*Available data*:
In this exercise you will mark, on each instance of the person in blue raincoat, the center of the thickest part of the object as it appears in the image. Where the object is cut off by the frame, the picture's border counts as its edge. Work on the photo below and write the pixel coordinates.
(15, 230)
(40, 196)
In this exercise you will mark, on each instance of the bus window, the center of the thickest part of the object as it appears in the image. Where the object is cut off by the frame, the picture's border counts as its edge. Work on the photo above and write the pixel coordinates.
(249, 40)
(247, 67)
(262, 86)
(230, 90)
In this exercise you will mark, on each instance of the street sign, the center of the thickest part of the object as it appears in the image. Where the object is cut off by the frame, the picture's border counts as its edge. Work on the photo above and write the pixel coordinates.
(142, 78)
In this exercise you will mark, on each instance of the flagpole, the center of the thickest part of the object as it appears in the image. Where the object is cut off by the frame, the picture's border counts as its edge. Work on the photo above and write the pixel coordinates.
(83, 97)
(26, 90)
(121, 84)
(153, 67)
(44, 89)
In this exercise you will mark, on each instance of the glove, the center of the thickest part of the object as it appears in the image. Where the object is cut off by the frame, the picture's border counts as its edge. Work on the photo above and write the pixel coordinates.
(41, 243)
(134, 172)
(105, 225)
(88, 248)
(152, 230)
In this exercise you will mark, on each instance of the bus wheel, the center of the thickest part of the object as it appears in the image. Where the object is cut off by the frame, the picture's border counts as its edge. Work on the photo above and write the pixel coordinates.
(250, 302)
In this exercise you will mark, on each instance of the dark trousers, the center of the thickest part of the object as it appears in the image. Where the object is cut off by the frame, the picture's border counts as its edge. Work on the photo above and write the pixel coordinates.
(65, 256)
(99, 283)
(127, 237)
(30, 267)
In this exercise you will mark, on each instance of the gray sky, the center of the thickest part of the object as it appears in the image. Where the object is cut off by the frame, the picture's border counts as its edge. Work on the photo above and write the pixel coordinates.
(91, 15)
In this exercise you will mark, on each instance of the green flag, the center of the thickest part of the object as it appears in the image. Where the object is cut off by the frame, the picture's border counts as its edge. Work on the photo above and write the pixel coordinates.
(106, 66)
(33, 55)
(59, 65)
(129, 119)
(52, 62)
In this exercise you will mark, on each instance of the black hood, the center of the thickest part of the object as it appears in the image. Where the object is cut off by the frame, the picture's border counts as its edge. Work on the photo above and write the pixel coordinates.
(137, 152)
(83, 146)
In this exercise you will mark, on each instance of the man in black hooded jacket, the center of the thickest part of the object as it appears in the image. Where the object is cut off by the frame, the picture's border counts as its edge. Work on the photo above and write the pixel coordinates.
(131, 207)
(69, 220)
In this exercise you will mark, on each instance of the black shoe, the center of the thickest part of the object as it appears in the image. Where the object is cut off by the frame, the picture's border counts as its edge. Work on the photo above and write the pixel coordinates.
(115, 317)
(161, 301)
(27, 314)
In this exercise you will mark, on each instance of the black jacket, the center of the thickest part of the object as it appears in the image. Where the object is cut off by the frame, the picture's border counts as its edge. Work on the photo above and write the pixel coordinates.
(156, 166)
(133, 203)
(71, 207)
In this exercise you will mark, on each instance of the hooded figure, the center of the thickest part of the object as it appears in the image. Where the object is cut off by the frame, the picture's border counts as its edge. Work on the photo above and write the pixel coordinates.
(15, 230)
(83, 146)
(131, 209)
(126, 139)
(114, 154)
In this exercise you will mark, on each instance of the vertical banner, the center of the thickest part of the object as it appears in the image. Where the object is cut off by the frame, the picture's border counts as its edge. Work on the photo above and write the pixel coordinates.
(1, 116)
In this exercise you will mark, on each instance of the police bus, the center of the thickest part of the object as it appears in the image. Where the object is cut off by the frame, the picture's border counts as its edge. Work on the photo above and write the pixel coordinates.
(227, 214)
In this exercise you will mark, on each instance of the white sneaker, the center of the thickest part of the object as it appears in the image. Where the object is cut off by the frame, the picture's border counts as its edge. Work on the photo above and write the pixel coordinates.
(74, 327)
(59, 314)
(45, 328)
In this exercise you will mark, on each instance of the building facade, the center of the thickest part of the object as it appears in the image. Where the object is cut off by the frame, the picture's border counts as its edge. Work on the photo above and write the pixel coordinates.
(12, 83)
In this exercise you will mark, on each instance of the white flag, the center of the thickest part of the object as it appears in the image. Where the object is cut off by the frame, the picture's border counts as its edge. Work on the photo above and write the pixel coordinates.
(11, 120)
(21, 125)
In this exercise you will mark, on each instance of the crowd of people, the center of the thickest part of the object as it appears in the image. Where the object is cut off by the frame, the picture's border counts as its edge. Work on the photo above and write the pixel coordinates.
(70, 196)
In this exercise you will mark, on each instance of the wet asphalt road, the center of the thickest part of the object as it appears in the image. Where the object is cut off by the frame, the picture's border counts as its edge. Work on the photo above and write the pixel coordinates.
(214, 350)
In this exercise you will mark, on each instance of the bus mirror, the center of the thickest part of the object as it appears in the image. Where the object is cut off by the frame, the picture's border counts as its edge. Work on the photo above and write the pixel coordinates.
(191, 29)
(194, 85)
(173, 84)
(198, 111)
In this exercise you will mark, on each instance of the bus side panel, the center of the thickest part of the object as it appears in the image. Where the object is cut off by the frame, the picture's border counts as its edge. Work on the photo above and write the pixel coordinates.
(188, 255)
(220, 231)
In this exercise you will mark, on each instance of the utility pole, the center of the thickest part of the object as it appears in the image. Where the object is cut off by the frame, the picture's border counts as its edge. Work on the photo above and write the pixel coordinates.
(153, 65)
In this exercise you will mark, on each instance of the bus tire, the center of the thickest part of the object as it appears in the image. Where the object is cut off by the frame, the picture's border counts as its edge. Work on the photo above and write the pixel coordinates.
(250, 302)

*Task instructions*: The records shown above are to be copied exactly, every one of them.

*Response to the task*:
In this exercise you will mark, on each instance of the person in blue raincoat, the center of the thickest part of the object as it appears in the image. Where the object is cut off by the frame, the picture's border counts as its edge. Work on the photo below and write the pixel coordinates.
(15, 230)
(40, 196)
In this exercise you will mark, on each instance of the bus window, the center of the thickest part of the object as it appears in the image. Where the object is cut off by the frame, the picture's border counts as its edge. Work on the photo above and write the pixel coordinates.
(249, 40)
(247, 67)
(262, 86)
(230, 90)
In this exercise you will mark, on each instance of the street sign, the center of the thickest part of the object as it appears in the image. Where the object is cut off by the frame, the picture's border counts as its edge. Work on the photo above and write the pixel coordinates.
(142, 78)
In this exercise you will mark, on each instance of the flagpole, the center of the thickest part of the object as it appears in the image. Where the object is cut off by the frame, the picture's border counts as its edge. Work on the photo above and write the pixel coordinates.
(83, 97)
(26, 90)
(121, 84)
(153, 67)
(44, 89)
In this exercise you will mark, on each instance of the glove, the center of the thickest part of the object as it appears in the image. Where the object is cut off by the frame, the picture's border counts as its edge. Work on the photo above and write the pixel coordinates.
(41, 243)
(134, 172)
(105, 225)
(88, 248)
(152, 230)
In this exercise you will mark, on each instance of the bus wheel, the center of the thickest part of the object as it appears in the image. Where the object is cut off by the frame, the picture's border counts as its edge. Work on the photo above and write the pixel coordinates.
(250, 302)
In this exercise you will mark, on each instance of the dark trousers, the center of the thickest part of the object as it appears in the image. Where the object is cut off by the frame, the picture's border counts as its edge. Work on the photo above and write the pixel coordinates.
(65, 256)
(99, 283)
(127, 237)
(30, 267)
In this exercise you will mark, on each instance of the gray sky, the center of the thickest part of the object as it appears in the image. Where the object is cut off by the frame, the picture's border counts as its edge. Work on the photo above and write the pixel coordinates.
(91, 15)
In this exercise you will mark, on each instance of the green flag, the center of the thickest part of the object as it appears in the image. Where the object is cut off by the frame, the picture's border counts as its edge. Work on the photo above and write the pixel coordinates.
(106, 66)
(33, 55)
(59, 65)
(129, 119)
(52, 62)
In this exercise you will mark, on each instance of the black hood, the center of the thickest part of the object as it appears in the image. Where the object is cut off by the frame, the picture's border counts as its edge. Work on the photo above and write the pixel coordinates.
(137, 152)
(83, 146)
In this exercise you will mark, on each instance of the man in black hooded jacket, the center of the thickest part of the object as it appears in the image. Where the object is cut off by the frame, the picture's border counts as its edge. Work on the photo above and write the pixel coordinates.
(131, 207)
(69, 220)
In this exercise you will mark, on each instance of the black shoe, the center of the thickest part of the object as it appears in the image. Where the object is cut off by the frame, the picture's border counts as its edge. Work on the photo above and write the pixel coordinates.
(115, 317)
(161, 301)
(27, 314)
In this exercise you will mark, on each instance of the black jacket, the center of the thickest part of the object as it appears in the image. Where the object is cut off by the frame, the picture's border counts as its edge. Work on the photo above and write the pixel coordinates.
(156, 166)
(133, 203)
(71, 207)
In this exercise you will mark, on each instance of the hooded figure, the center of the thickest part of the object as it appears in the image. Where the object is cut off by the frame, the picture's border counts as its edge. Work on the photo above and write the pixel coordinates.
(15, 230)
(83, 146)
(131, 209)
(126, 139)
(114, 154)
In this exercise you will mark, on each instance of the vertical banner, the center of the thickest part of the object as it appears in the image. Where the object is cut off by the frame, the picture's border counts as its edge. Work on the photo above and write the pixel coordinates.
(1, 116)
In this exercise you will mark, on each instance of the police bus, the center of the thickest part of the object as it appears in the image. Where the object is cut off by the frame, the picture's border counts as its edge. Work on the photo above and write the pixel coordinates.
(227, 214)
In this exercise you will mark, on each instance of the white sneaker, the center of the thickest part of the object as it appears in the image. Where the object is cut off by the frame, the picture's border counts as its edge. Work on the photo above and write the pixel coordinates.
(74, 327)
(59, 314)
(45, 328)
In this exercise you will mark, on each instance of the building facade, the center of the thickest part of the object as it appears in the image. Where the object is cut off by the frame, the picture's border counts as its edge. Work on the photo above and write the pixel coordinates.
(12, 83)
In this exercise you will mark, on each instance of the white flag, the center of the thickest part of the object as it appears in the image. Where the object is cut off by the frame, the picture's border counts as its edge. Work on the photo above and write the pixel coordinates.
(11, 120)
(21, 125)
In this exercise you will mark, on each instance of the crowd of people, the center of the thickest part of the object as it appears in the image. Where the object is cut off by the frame, the picture's border counts as its edge. Work on the photo above and write the pixel coordinates.
(70, 196)
In this exercise you will mark, on each instance of the wet asphalt road, the center of the thickest part of the object as it appears in the image. Where the object is cut off by the frame, the picture's border counts as its edge. Work on the photo above and write the pixel coordinates.
(214, 350)
In this exercise you will mark, on each instance of the bus mirror, the center of the thickest part of the object as it appears in the image. Where the object is cut off by the frame, the picture's border counts as its edge. Work on the photo above and write the pixel coordinates.
(191, 29)
(194, 85)
(173, 84)
(198, 111)
In this exercise you will mark, on each instance of the bus side panel, the center of the thickest part of the object as it appears in the image. Where the object is cut off by the frame, the picture's border counts as its edge. Work on the photo above and write the pixel coordinates.
(188, 255)
(220, 231)
In this exercise you will mark, on each instance of the utility pole, the center of the thickest part of the object as it appears in the image. Where the object is cut off by the frame, the picture's border counts as its edge. Work on the photo above and write the pixel coordinates.
(153, 65)
In this exercise you will mark, on each instance of the bus tire, the center of the thickest part of the object as it appears in the image. Where the object is cut off by the frame, the picture's border counts as its edge. Work on the photo above and write the pixel coordinates.
(250, 302)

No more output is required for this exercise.